Reproduce the records verbatim from the line containing "on the t-shirt" through the last line of the records, including both of those lines.

BEGIN RECORDS SHOWN

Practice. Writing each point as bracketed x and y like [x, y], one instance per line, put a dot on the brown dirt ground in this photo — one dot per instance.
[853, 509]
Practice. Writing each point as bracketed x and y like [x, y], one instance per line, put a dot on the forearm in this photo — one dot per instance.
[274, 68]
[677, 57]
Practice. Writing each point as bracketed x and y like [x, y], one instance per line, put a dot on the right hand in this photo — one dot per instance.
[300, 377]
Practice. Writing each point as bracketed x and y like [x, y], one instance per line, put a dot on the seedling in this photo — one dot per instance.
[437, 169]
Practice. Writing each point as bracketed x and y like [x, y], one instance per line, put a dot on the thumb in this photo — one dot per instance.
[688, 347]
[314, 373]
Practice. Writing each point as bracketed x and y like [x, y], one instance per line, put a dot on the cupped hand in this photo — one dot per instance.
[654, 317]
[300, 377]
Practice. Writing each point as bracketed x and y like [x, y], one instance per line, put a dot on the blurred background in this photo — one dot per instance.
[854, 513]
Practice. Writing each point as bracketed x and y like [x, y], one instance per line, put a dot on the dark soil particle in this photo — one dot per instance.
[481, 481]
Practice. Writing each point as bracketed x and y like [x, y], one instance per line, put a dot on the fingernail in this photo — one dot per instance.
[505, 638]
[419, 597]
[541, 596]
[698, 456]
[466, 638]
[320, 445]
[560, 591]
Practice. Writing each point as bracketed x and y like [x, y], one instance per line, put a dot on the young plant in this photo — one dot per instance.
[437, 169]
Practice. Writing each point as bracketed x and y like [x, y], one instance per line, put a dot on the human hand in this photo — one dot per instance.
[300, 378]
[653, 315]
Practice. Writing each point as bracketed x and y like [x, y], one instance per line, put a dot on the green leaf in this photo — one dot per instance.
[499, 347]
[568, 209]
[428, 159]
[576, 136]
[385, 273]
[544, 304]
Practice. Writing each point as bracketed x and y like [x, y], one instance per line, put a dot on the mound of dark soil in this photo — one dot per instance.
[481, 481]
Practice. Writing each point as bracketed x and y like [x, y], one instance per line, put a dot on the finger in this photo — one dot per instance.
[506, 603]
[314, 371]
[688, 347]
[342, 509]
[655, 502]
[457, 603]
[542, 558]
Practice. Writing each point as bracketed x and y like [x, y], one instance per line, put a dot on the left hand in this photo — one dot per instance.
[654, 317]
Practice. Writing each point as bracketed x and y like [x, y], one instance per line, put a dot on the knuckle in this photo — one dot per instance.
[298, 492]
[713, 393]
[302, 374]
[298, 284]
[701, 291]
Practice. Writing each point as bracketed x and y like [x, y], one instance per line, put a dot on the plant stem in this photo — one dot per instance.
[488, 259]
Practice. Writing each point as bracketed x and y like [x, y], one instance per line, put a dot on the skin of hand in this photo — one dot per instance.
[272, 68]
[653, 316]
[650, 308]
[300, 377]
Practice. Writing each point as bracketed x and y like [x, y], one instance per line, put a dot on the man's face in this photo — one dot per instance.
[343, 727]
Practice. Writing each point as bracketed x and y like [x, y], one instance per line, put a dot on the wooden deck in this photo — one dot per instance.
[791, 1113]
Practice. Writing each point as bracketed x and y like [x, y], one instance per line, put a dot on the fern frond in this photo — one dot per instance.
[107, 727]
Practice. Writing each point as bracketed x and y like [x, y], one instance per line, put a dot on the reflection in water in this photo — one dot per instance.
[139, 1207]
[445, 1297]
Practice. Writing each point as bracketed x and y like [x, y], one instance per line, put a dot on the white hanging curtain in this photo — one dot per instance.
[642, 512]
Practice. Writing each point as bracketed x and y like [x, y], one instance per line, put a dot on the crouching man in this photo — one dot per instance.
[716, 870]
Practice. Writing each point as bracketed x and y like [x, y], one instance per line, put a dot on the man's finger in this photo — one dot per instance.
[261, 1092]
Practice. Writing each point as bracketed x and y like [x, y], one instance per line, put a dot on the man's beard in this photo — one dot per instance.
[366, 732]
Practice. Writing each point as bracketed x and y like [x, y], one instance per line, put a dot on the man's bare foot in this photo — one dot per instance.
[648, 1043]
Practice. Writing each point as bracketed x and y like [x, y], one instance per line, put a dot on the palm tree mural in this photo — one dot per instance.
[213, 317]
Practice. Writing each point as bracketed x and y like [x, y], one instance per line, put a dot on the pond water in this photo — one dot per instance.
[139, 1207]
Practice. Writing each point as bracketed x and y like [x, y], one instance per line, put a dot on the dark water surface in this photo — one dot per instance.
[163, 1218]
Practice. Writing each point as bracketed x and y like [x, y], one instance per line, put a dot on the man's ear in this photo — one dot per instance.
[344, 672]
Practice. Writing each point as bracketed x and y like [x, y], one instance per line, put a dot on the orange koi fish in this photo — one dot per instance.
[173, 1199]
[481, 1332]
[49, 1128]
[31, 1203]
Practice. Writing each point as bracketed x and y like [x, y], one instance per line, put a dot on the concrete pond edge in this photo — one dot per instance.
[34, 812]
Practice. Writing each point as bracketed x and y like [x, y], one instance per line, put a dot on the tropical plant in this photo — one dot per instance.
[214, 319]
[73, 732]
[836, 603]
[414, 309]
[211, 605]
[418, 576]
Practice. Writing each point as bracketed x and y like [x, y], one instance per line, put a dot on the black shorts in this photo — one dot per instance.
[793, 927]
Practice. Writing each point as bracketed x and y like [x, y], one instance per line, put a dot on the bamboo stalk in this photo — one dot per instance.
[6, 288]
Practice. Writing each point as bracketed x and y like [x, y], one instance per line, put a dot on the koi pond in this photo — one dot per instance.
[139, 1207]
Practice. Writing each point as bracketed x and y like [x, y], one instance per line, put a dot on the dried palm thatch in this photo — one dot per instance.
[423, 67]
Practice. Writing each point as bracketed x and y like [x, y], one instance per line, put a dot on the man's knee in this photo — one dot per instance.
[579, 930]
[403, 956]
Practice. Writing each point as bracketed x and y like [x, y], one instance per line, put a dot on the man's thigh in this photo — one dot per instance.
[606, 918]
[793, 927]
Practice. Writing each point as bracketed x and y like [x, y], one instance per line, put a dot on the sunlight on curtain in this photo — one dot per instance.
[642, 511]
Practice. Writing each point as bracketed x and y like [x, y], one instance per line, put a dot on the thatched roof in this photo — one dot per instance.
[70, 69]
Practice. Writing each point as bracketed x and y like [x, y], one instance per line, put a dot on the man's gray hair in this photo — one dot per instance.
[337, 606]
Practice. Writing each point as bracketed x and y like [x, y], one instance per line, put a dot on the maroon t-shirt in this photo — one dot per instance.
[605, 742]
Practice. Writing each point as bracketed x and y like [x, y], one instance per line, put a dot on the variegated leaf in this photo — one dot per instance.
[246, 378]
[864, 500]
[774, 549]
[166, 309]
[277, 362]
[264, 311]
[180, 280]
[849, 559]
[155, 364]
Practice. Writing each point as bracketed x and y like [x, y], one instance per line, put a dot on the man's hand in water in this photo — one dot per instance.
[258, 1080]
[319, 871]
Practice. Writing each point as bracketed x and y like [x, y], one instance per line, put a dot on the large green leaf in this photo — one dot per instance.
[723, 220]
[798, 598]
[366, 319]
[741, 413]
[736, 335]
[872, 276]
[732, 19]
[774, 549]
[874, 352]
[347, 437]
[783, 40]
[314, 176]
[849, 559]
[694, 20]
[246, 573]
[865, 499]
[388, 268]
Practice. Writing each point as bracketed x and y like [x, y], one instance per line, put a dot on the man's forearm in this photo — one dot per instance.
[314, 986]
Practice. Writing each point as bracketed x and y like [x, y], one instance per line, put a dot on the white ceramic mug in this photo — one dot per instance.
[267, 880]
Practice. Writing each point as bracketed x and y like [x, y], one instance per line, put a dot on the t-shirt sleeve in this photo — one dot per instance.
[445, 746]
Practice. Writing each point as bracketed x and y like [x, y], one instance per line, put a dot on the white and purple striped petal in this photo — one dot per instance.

END RECORDS SHOWN

**SOLUTION TO THE PROBLEM**
Practice. Writing each point as bracketed x and y like [x, y], one instance per line, put a dot on the t-shirt sleeve in this photo — one dot per instance.
[445, 746]
Practice. Writing each point as bracketed x and y like [x, y], one instance per line, put a dot on the white and purple striped petal in this photo — one dot per instance.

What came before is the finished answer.